**Some records**
■ ■ ■ ■ ■ ■ ■
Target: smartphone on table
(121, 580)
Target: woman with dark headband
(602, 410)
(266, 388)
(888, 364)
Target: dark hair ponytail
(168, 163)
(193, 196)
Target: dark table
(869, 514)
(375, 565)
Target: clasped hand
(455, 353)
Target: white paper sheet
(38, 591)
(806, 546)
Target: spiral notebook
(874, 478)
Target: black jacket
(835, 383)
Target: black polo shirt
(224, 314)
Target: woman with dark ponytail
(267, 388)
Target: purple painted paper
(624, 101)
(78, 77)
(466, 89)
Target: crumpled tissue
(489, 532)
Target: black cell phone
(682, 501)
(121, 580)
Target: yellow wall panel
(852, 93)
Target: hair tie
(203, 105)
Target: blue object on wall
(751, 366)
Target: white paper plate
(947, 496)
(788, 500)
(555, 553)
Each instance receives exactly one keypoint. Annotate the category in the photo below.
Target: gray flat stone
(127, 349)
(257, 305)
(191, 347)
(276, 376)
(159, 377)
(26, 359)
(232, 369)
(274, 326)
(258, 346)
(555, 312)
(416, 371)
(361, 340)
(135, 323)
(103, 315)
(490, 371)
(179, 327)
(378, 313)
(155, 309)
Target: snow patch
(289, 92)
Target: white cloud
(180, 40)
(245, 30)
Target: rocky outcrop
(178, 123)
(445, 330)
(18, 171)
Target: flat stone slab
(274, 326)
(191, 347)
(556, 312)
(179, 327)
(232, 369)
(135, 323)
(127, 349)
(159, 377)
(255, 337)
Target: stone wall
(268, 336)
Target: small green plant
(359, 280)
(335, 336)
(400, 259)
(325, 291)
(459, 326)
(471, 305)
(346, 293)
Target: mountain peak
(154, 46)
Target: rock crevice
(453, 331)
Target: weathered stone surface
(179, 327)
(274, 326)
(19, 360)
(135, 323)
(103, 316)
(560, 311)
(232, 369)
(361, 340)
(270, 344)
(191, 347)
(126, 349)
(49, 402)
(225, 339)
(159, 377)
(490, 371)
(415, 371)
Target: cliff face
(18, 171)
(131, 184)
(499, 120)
■ ■ ■ ■ ■ ■ ■
**Your objective**
Extract the full listing and reproduce each line exactly.

**Written response**
Target: smartphone on table
(121, 580)
Target: woman with dark headband
(602, 410)
(266, 388)
(888, 364)
Target: dark hair ponytail
(168, 163)
(193, 196)
Target: dark table
(869, 514)
(375, 565)
Target: clasped hand
(455, 353)
Target: white paper sheet
(38, 591)
(806, 546)
Target: spiral notebook
(874, 478)
Target: black jacket
(835, 383)
Target: black polo shirt
(224, 314)
Target: woman with dark ponytail
(267, 388)
Target: purple painted paper
(624, 101)
(78, 77)
(466, 89)
Target: crumpled tissue
(489, 532)
Target: black cell phone
(682, 501)
(121, 580)
Target: yellow wall panel
(852, 93)
Target: hair tie
(203, 105)
Target: blue object on wall
(751, 366)
Target: white paper plate
(947, 496)
(788, 500)
(555, 553)
Each instance receives exactly one keypoint. Annotate the category in the photo below.
Target: gray flat stone
(127, 349)
(257, 305)
(191, 347)
(276, 376)
(159, 377)
(26, 359)
(232, 369)
(274, 326)
(258, 346)
(555, 312)
(416, 371)
(361, 340)
(135, 323)
(103, 315)
(490, 371)
(179, 327)
(378, 313)
(155, 309)
Target: snow patch
(289, 92)
Target: white cloud
(180, 40)
(245, 30)
Target: rocky outcrop
(178, 123)
(445, 330)
(18, 171)
Target: flat stone slab
(274, 326)
(191, 347)
(556, 312)
(179, 327)
(232, 369)
(135, 323)
(127, 349)
(159, 377)
(255, 337)
Target: stone wall
(268, 336)
Target: small green plant
(359, 280)
(335, 336)
(400, 259)
(325, 291)
(459, 326)
(471, 305)
(346, 293)
Target: mountain peak
(154, 46)
Target: rock crevice
(453, 331)
Target: weathered stone surface
(179, 327)
(274, 326)
(19, 360)
(135, 323)
(103, 316)
(560, 311)
(232, 369)
(361, 340)
(270, 344)
(191, 347)
(126, 349)
(49, 402)
(225, 339)
(159, 377)
(490, 371)
(415, 371)
Target: cliff face
(18, 171)
(131, 184)
(499, 120)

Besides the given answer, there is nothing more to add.